SOURCE PASSAGE:
● ● ● ● ● ● ●

Sunday 22 January 2012

The Economy. Does it Really Matter?

I caught Newsnight this week. I try to avoid doing this because it winds me up. However, this week it was actually quite interesting and, dare I say it, thought provoking. 


Jeremy (let's call him Jer) was attempting to stimulate debate on the alternatives to capitalism following David Cameron's statement in the week about moral capitalism. Capitalism that was socially irresponsible. A type of capitalism that must be stopped. 


Bastion of the far left and son of a marxist theorist Ed Miliband agrees with him. And not to be left out, Nick Clegg fancies helping us develop a "John Lewis" economy where everyone owns a wee bit of the company they work for. How egalitarian. 


Maybe I've missed something but it would seem to me that there is a subtle political revolution which is steering us more and more in the direction of communism? And I say communism, rather than socialism. A society which has common ownership of production at its very heart. (Not people). 


The flavour of the Newsnight discussion intrigued me. Jer brought on a well known Marxist to tell us why and how capitalism was doomed to failure. Then failed to interview him well. Keynsian economics theory was referred to in the programme as "revolutionary" some 80 odd years after it was first produced but Jer forgot to tell us what that actually meant. 


Revolutionary? Really? 


Either way it's clear that this concept of moral capitalism and economic predators with fat cat bonuses is here to stay. 


However, their rhetoric could be a smokescreen and distraction for what's really happening. 


So, here's how I see it. In our so called "free market" Keynsian society, the following things have happened in very recent years:


Individuals and households up and down the country have been encouraged, programmed and positively been forced down the route that owning your own property is a rite of passage. In truth, in Britain and the USA, you're not a real contributing citizen until you've straddled yourself with a 25 year debt amounting to tens of thousands of pounds through which you will actually pay more than double the actual cost of your property. 


This lending has been made free and easy by the capitalist (and, don't forget, evil) banks that ultimately control whether our economy stands or falls. They alone, we are led to believe, have the power. Not governments. And not the people.  


These banks soon found out that not everyone actually has the ability to pay these onerous, 25 year loans. So they did what any self-protecting capitalist venture would do and minimised their liabilities. Only, in their case, they found a way to do it which kept the debt "in play" as an asset. In so doing, creating a chain of transactions which, at best, could only be described as a game that combined the best of Russian Roulette and "The Weakest Link". 


As with any weak link in a chain, it will eventually break and, like a pile of dominoes, the effects are compound. In what felt like an extremely short period of time, our banks began to fall. And the people bailed them out one by one. State owned banks in a capitalist society. Who would have thought it possible?

● ● ● ● ● ● ●

PROVIDED MATERIAL:

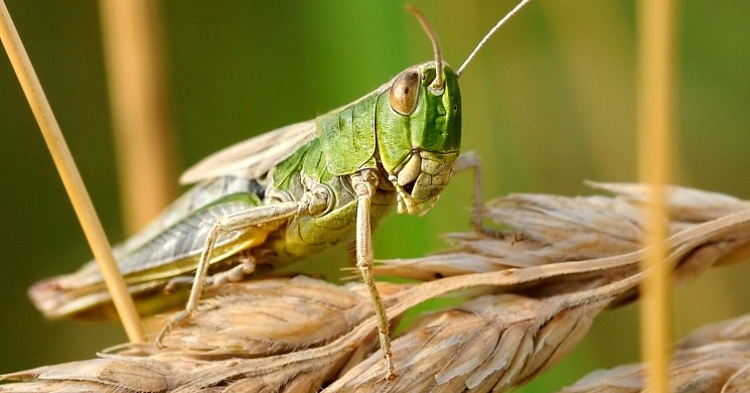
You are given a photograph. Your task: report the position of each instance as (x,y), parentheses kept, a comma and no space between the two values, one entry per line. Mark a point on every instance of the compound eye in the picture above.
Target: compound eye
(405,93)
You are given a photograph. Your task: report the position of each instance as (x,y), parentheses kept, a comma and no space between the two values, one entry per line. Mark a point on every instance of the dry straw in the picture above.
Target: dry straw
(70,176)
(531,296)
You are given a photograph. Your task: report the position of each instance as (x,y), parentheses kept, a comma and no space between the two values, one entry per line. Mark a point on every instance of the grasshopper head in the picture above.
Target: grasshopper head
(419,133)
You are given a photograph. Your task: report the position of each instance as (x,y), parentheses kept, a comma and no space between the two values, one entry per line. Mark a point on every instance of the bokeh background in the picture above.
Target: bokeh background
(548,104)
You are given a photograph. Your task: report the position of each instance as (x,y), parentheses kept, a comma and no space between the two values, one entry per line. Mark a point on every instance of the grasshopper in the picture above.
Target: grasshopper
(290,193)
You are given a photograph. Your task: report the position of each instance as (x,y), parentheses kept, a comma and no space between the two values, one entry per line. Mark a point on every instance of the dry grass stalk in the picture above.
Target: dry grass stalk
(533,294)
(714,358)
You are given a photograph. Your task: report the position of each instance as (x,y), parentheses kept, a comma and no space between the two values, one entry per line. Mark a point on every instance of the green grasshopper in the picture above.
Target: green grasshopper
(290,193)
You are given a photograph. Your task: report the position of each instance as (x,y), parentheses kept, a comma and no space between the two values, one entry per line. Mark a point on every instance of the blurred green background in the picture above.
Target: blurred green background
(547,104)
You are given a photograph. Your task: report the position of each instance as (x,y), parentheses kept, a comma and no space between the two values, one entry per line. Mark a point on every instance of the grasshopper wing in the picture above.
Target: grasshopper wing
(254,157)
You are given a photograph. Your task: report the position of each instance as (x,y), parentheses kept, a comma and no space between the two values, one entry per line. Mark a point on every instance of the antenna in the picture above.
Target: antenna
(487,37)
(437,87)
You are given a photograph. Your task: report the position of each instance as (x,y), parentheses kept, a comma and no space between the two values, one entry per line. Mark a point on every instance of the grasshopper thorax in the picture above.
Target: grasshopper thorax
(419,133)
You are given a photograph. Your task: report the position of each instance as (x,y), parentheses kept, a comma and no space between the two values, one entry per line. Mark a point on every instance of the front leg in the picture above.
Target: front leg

● ● ● ● ● ● ●

TASK SET:
1. Could you return the part of the post on the economy starting with "I caught Newsnight" and going on through "must be stopped.", copied word for word?
2. Can you carry the post on the economy further, picking up right after its final sentence?

PER-TASK OUTPUTS:
1.
I caught Newsnight this week. I try to avoid doing this because it winds me up. However, this week it was actually quite interesting and, dare I say it, thought provoking. 


Jeremy (let's call him Jer) was attempting to stimulate debate on the alternatives to capitalism following David Cameron's statement in the week about moral capitalism. Capitalism that was socially irresponsible. A type of capitalism that must be stopped.

2.
Taking one bold step further towards a Marxist economy, as a country we are now in an interesting position where thousands of households "own" a mortgage debt, lent to them by banks which are now owned in a large part by the government which is in turn "owned" by the people of the country. The rest of us rent council properties. Which are owned by the government. Which owns the banks. Hmmmmmmm. 


In the background, electricity and gas companies battle with market pricing mechanisms and a consumer base that is continually telling them that they can't afford to pay those prices. Transport companies are lambasted for pushing up fares beyond which consumers can afford to pay. We've even had one politician suggest that the rich should pay the fares for the "ordinary" man. Robbing the rich to give to the poor. Robin Hood would be proud. 


This all sounds like the basis of a communist society to me and before we all go hurtling towards it at a break neck speed we should maybe stand back and ask ourselves: Is that what we really want?


Do we want a society where every gets exactly what they need. Not what they want, but what they need


As any political theorist will know - go too far to the right and you will end up on the left. Politics and, so it would seem, economics are not linear, but circular in their behaviour.


Which brings me nicely on to literary theory (often ignored in these troubled times, but a fairly useful reference tool for those that think it's just all so unfair). 


Thomas Hardy had it down nicely in his novels where Fortune's Wheel was the main factor in whether a man (or woman) succeeded or failed, economically speaking. However even Hardy had the nonce to understand that everyone begins their life at a different place on the wheel, going through both good times and bad times in order to live life to the full. It was, in essence, the meaning of life. That's why Tess never seems to get a proper break, it's why the Mayor of Casterbridge seems to be forever battling with bad luck through the ups and downs of his own career. 


Hardy wasn't the only one providing us with a commentary on economic success. Fielding did it too. And hundreds of years before him, so did Shakespeare. And years before him, Ovid. 


So, perhaps, just perhaps, what I'm trying to say is that our leaders need to be very careful if they think they have control over these situations. 


Economics are complex. However out of complexity, order will come. It's a cyclical thing. It's the way of the world. Complexity theorists know that. Writers of old know that. Heck, even the free market knows that. 


So in answer to my question about the economy, does it really matter? Yes, I think it does.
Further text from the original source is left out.